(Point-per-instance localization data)
*** Begin section ***

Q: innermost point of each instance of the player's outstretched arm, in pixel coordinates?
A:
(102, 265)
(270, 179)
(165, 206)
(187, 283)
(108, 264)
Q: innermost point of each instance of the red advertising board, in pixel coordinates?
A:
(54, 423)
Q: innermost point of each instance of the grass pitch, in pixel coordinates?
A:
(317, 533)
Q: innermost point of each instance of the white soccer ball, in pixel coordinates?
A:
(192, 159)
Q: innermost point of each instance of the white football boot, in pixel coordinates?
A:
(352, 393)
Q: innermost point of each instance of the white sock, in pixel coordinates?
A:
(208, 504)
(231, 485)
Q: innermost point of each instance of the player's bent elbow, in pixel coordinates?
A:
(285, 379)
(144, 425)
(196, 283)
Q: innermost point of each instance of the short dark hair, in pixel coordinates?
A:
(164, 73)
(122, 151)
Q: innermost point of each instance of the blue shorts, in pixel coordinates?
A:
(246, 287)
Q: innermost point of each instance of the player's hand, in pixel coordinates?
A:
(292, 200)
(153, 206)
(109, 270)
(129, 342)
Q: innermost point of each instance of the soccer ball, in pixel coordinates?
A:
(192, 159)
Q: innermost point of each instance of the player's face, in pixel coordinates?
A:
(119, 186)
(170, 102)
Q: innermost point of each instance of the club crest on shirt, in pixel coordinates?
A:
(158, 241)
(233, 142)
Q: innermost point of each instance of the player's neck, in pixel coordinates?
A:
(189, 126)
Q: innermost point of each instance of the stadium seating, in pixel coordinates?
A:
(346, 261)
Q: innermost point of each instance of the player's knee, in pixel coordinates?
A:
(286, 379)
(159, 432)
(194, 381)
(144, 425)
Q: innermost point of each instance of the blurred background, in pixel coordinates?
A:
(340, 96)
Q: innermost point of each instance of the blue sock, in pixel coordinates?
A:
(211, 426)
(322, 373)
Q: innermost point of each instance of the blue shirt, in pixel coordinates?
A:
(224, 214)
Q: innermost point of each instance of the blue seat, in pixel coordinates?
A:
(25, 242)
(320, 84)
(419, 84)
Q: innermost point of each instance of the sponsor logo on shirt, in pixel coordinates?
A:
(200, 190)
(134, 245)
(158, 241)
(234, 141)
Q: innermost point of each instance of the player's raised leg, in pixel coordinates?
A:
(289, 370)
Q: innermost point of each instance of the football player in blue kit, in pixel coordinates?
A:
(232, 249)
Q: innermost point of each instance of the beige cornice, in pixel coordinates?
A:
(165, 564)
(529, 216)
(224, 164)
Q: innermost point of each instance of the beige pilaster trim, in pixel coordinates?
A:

*** End section ***

■ What to work on
Would you restate the records word for word?

■ Finished task
Q: innermost point of each instance of the player's outstretched arm, in pixel coordinates?
A:
(102, 265)
(270, 179)
(165, 206)
(187, 283)
(108, 264)
Q: innermost point of each instance of the red advertising board, in pixel coordinates?
A:
(54, 423)
Q: innermost point of each instance of the grass pitch, in pixel coordinates?
A:
(317, 533)
Q: innermost point of each instance of the white soccer ball, in pixel coordinates?
A:
(192, 159)
Q: innermost point of each instance of the white football boot, in pixel coordinates?
A:
(352, 393)
Q: innermost point of each instance of the white sock, in pixel coordinates?
A:
(208, 504)
(231, 485)
Q: innermost point of each instance of the player's bent elbow, in pixel coordinates?
A:
(285, 379)
(144, 425)
(196, 283)
Q: innermost point of each instance of the short dark hair, in pixel coordinates?
A:
(164, 73)
(122, 151)
Q: innermost point of each instance of the blue shorts, in pixel coordinates?
A:
(246, 287)
Q: innermost point of each instance of the player's hand, in pixel coordinates?
A:
(292, 200)
(153, 206)
(109, 270)
(129, 342)
Q: innermost point of each instance of the soccer ball, in pixel coordinates?
A:
(192, 159)
Q: innermost point of each instance of the player's face, in pixel coordinates?
A:
(119, 186)
(170, 102)
Q: innermost point of each instance of the club crest on shirt, in pixel coordinates?
A:
(158, 241)
(233, 142)
Q: innermost point of each instance of the player's neck, in pixel coordinates?
A:
(189, 126)
Q: innermost point of each instance of the stadium seating, in pixel coordinates?
A:
(346, 261)
Q: innermost point of each instance of the player's knee, in pixel coordinates?
A:
(286, 379)
(159, 432)
(194, 381)
(144, 425)
Q: innermost point of each instance of the blurred background, in pixel coordinates?
A:
(340, 96)
Q: innermost point of each instance of the blue sock, in pixel coordinates?
A:
(211, 426)
(322, 373)
Q: innermost point of each instance of the blue shirt, in pixel coordinates?
A:
(224, 214)
Q: innermost point of each instance of the blue seat, in pixel coordinates?
A:
(25, 242)
(320, 84)
(419, 84)
Q: innermost point of each instance of the sponsor logo on shirt, in pixel coordinates?
A:
(200, 190)
(134, 245)
(158, 241)
(234, 141)
Q: innermost point of each instance of the player's raised leg, in pixel coordinates?
A:
(289, 370)
Q: innermost point of each instance of the football player in blue kit, in pixel coordinates?
A:
(232, 249)
Q: innermost point of each instance of the beige cornice, in pixel coordinates?
A:
(165, 564)
(529, 216)
(224, 164)
Q: innermost point of each instance of the beige pilaster trim, in pixel coordinates?
A:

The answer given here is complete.